* [Exercise prompt]: Rewrite every one of the records below, substituting "detection system" for each occurrence of "object-detection model" and leaving all other text unchanged.

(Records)
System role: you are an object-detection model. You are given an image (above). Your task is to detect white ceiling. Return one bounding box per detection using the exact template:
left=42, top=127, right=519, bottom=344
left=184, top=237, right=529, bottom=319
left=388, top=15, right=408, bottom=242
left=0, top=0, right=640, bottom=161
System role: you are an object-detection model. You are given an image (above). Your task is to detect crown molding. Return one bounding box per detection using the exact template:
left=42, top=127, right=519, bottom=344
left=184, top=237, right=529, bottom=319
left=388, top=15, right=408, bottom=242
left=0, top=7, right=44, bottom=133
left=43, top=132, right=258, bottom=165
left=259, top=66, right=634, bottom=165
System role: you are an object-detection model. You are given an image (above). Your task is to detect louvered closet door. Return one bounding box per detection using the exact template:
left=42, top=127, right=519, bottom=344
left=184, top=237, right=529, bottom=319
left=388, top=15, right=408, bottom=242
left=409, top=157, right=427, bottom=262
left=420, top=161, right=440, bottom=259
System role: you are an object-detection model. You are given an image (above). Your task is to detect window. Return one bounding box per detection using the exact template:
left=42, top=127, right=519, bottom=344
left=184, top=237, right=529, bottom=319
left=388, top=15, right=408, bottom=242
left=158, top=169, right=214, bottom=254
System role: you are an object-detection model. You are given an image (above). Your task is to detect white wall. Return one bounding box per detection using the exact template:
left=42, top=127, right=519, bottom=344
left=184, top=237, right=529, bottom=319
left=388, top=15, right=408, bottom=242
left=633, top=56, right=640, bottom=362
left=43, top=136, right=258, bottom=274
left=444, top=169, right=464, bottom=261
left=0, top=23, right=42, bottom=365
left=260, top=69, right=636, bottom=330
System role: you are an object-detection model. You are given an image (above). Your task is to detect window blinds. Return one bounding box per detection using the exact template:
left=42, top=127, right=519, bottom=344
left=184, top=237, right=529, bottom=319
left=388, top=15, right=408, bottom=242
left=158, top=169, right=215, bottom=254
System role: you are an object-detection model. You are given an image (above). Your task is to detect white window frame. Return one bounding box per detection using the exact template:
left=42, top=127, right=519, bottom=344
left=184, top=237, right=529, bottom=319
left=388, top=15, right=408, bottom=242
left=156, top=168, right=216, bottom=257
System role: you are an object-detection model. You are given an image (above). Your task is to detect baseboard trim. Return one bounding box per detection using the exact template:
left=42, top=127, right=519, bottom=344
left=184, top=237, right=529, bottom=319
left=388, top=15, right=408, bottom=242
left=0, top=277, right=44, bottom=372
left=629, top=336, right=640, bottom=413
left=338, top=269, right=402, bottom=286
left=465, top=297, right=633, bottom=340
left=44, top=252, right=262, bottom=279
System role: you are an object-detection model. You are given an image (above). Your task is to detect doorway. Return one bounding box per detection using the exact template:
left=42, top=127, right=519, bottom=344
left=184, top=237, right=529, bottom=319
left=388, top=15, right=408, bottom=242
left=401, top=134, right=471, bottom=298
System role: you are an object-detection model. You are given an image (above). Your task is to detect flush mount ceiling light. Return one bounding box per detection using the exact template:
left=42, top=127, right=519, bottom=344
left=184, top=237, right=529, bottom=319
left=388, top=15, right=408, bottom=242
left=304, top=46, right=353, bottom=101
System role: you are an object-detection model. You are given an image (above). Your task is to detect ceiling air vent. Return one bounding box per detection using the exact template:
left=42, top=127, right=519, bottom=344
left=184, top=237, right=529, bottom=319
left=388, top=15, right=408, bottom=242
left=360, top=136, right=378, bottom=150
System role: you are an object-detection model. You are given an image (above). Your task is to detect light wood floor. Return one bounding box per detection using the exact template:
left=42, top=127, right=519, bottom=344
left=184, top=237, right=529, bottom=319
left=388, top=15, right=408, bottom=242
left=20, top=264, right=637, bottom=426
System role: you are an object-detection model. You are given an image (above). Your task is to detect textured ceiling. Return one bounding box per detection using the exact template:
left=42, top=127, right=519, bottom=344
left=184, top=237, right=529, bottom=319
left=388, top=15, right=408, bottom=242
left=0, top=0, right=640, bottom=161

* [Finished exercise]:
System role: you are an detection system. You are given an image (above). Your task is to detect white ceiling. Return one bounding box per detection using the exact template:
left=42, top=127, right=519, bottom=344
left=184, top=237, right=529, bottom=319
left=388, top=15, right=408, bottom=242
left=0, top=0, right=640, bottom=161
System role: you are an detection system. You are given an image (above). Your task is to detect crown molding. Return one bounding box per detection using the exact template:
left=42, top=127, right=519, bottom=344
left=184, top=237, right=529, bottom=319
left=388, top=15, right=408, bottom=242
left=0, top=7, right=44, bottom=133
left=43, top=132, right=258, bottom=165
left=259, top=66, right=634, bottom=165
System role: you are an detection system. You are given an image (above). Your task is to detect louvered closet door. Return one bounding box per detection using the exact template:
left=42, top=127, right=519, bottom=344
left=184, top=237, right=529, bottom=319
left=388, top=15, right=408, bottom=242
left=409, top=157, right=427, bottom=262
left=420, top=161, right=440, bottom=259
System role: you are an detection system. You are given an image (above). Your task is to detect window. Return one bounding box per detection using the exact template:
left=42, top=127, right=519, bottom=344
left=184, top=237, right=529, bottom=319
left=388, top=15, right=408, bottom=242
left=158, top=169, right=214, bottom=254
System role: you are an detection system. You are given an image (above). Your task is to detect white wall. Return one bounding box per detection using the exact template:
left=42, top=127, right=519, bottom=344
left=184, top=237, right=529, bottom=319
left=388, top=15, right=408, bottom=242
left=633, top=56, right=640, bottom=362
left=43, top=136, right=258, bottom=274
left=444, top=169, right=464, bottom=261
left=0, top=23, right=42, bottom=365
left=260, top=69, right=636, bottom=330
System role: you are an detection system. You are given an image (above). Your task is to detect window blinds. Return one bounding box per detection using the exact template:
left=42, top=127, right=519, bottom=344
left=184, top=237, right=529, bottom=319
left=388, top=15, right=408, bottom=242
left=158, top=169, right=215, bottom=254
System role: you are an detection system. You are given an image (above). Your task is to detect white window frame. Return one bounding box per detection using the exact template:
left=42, top=127, right=519, bottom=344
left=184, top=237, right=529, bottom=319
left=388, top=15, right=408, bottom=242
left=156, top=168, right=216, bottom=257
System role: you are an detection system. You are given an image (above). Your task is to detect baseboard trim. Return one bounding box per detection using the exact template:
left=42, top=127, right=519, bottom=344
left=184, top=237, right=529, bottom=319
left=388, top=15, right=408, bottom=242
left=0, top=277, right=44, bottom=372
left=629, top=336, right=640, bottom=413
left=338, top=269, right=402, bottom=286
left=465, top=297, right=633, bottom=340
left=44, top=252, right=262, bottom=279
System role: you are an detection system. You are given an image (above). Your task is to detect doorway. Return one bounding box per detection using the exact template:
left=42, top=127, right=519, bottom=344
left=184, top=237, right=529, bottom=319
left=388, top=15, right=408, bottom=242
left=401, top=134, right=471, bottom=298
System role: you are an detection system. You are given an image (above). Your task is to detect flush mount ceiling light. Return one bounding box per detection using the exact template:
left=42, top=127, right=519, bottom=344
left=184, top=237, right=529, bottom=319
left=388, top=15, right=408, bottom=242
left=304, top=46, right=353, bottom=101
System role: you are an detection system. You are given an image (above). Your task is to detect ceiling air vent. Return one bounding box per detection using the exact template:
left=42, top=127, right=519, bottom=344
left=184, top=237, right=529, bottom=319
left=388, top=15, right=408, bottom=242
left=360, top=136, right=378, bottom=150
System role: you are an detection system. You are given an image (above). Your task is to detect light wood floor. Return one bounding box per detection using the exact template:
left=42, top=127, right=519, bottom=344
left=184, top=237, right=529, bottom=319
left=388, top=15, right=408, bottom=242
left=20, top=264, right=637, bottom=426
System role: you are an detection system. You are given an image (above). Your task is to detect textured ceiling. Return one bounding box per detection using the exact template:
left=42, top=127, right=519, bottom=344
left=184, top=237, right=529, bottom=319
left=388, top=15, right=408, bottom=242
left=0, top=0, right=640, bottom=161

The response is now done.